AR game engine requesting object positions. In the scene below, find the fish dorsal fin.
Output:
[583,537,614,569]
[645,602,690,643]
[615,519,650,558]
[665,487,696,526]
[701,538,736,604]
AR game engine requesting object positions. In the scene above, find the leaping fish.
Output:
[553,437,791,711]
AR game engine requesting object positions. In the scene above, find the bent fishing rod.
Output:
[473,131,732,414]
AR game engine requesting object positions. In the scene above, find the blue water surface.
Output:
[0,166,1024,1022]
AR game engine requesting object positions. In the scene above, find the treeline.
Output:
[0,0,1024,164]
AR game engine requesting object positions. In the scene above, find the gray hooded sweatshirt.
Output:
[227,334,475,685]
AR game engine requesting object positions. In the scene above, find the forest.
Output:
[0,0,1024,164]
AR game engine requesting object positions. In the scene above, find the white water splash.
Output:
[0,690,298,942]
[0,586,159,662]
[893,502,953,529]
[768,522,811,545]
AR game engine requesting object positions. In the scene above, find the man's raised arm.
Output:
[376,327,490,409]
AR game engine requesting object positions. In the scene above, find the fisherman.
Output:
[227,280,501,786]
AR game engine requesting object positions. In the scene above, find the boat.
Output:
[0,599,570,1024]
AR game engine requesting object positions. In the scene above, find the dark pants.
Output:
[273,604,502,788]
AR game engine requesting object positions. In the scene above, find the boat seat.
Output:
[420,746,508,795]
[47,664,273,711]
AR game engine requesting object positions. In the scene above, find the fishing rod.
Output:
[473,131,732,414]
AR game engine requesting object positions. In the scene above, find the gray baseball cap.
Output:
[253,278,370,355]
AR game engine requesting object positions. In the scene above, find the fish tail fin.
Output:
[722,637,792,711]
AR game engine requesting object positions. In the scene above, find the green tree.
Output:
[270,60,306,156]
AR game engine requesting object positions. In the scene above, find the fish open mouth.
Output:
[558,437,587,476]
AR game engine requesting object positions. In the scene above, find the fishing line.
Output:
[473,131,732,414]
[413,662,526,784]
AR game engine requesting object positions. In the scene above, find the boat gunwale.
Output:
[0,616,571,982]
- - - - -
State only how many lines in the rows above contain the string "boat", counting a match only when its case agrees.

- [WRITTEN SOLUTION]
3